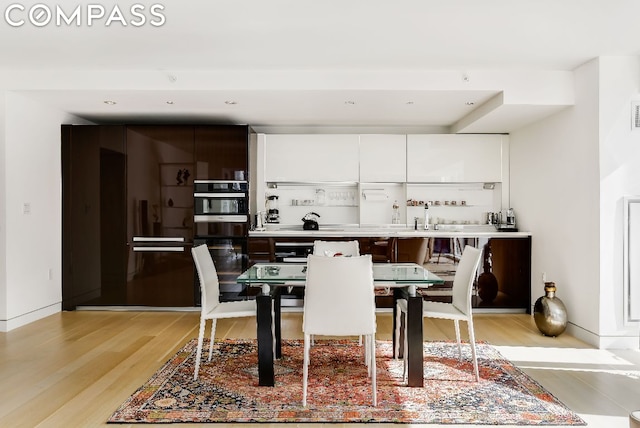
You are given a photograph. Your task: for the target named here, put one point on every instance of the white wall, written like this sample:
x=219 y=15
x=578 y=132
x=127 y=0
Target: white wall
x=3 y=217
x=554 y=190
x=619 y=176
x=569 y=174
x=33 y=242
---------------
Task directions:
Reproduce the text of every item above word for word, leaving out the pictures.

Output below:
You are given a photograph. Your task: for the target named here, put one point on every instance of the white wall, written like this sample:
x=219 y=15
x=578 y=132
x=127 y=0
Target: white wall
x=3 y=217
x=554 y=190
x=619 y=176
x=569 y=174
x=33 y=242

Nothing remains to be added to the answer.